_EXTRACT TO READ_
■ ■ ■ ■

What happened

After the Food and Drug Administration paused Allogene Therapeutics' (ALLO 0.46%) clinical trials last week, the stock was crushed. It has rebounded 31% this week through Thursday, according to data from S&P Global Market Intelligence. That still leaves it down 30% since the beginning of the month.

The FDA's intervention appeared to spur trading by ARK Invest in Beam Therapeutics (BEAM -6.62%), Intellia Therapeutics (NTLA -1.90%), and Schrödinger (SDGR -5.52%). Beam, Intellia, and Schrodinger were up roughly 13%, 9%, and 10%, respectively, this week through Thursday, also according to data from S&P Global Market Intelligence.

A scientist looks at a double-stranded DNA helix floating in the air.

Image source: Getty Images.

So what

The FDA hold was placed after a bone marrow biopsy revealed a chromosomal abnormality in one of the patients in the clinical trial for Allogene's ALLO-501A therapy. 

Although the various ARK Invest ETFs hold no shares of Allogene, the disappointment prompted a sell-off in many gene-editing stocks last week. That prompted Cathie Wood to make some trades.

■ ■ ■ ■

_TASKS AND EXERCISES_
a – In the Allogene article, what revealed the chromosomal abnormality that led to the FDA hold?
b – Copy the part of the Allogene article starting with "The FDA's intervention" and going on through "also according to data from S&P Global Market Intelligence.".
c – List every stock ticker symbol that appears in the Allogene article.

_Data excerpts_
■ ■ ■ ■

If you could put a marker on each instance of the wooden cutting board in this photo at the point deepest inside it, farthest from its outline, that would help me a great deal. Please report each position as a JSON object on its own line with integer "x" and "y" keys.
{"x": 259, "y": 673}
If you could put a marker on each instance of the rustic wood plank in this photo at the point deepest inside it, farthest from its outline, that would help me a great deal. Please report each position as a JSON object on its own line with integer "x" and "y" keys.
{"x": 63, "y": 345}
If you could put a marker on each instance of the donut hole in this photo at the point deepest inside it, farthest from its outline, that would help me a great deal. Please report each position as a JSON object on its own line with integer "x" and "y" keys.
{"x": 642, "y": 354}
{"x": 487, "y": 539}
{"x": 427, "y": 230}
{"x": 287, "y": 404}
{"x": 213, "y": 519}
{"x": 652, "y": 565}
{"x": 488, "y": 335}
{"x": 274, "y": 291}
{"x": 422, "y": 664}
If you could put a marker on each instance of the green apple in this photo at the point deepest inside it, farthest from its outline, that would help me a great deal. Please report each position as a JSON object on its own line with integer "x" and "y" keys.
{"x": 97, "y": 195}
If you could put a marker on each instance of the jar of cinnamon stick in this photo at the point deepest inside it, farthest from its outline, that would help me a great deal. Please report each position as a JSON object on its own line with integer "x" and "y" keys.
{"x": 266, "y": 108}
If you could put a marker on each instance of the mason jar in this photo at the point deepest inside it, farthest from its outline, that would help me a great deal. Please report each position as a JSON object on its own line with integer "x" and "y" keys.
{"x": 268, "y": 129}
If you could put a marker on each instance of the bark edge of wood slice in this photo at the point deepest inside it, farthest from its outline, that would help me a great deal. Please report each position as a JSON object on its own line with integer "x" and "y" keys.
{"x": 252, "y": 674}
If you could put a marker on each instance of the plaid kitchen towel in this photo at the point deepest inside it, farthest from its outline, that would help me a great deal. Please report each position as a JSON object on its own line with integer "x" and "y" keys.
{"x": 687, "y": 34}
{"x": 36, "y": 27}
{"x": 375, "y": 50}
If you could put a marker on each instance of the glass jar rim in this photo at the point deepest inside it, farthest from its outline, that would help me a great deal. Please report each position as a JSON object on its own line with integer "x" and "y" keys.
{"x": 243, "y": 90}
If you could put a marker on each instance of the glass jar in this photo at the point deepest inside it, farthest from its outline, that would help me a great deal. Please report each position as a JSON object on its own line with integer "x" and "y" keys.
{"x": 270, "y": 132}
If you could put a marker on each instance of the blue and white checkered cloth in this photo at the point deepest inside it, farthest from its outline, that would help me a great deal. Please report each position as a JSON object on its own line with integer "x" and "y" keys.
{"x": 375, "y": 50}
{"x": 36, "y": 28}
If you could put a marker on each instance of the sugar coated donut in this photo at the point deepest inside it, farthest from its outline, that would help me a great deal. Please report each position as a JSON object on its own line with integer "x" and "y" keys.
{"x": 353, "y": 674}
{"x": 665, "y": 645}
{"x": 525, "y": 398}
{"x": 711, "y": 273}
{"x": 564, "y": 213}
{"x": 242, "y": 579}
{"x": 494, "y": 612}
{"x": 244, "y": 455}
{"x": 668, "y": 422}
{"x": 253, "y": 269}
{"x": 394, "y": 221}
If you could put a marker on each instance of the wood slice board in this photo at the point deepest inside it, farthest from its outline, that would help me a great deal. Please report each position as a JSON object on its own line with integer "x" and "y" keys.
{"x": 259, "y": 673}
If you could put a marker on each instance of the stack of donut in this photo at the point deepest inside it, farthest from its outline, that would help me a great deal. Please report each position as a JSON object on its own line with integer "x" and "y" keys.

■ ■ ■ ■

_TASK-BY-TASK RESULTS_
a – A bone marrow biopsy of one of the patients in the clinical trial for Allogene's ALLO-501A therapy.

b –
The FDA's intervention appeared to spur trading by ARK Invest in Beam Therapeutics (BEAM -6.62%), Intellia Therapeutics (NTLA -1.90%), and Schrödinger (SDGR -5.52%). Beam, Intellia, and Schrodinger were up roughly 13%, 9%, and 10%, respectively, this week through Thursday, also according to data from S&P Global Market Intelligence.

c – ALLO, BEAM, NTLA, SDGR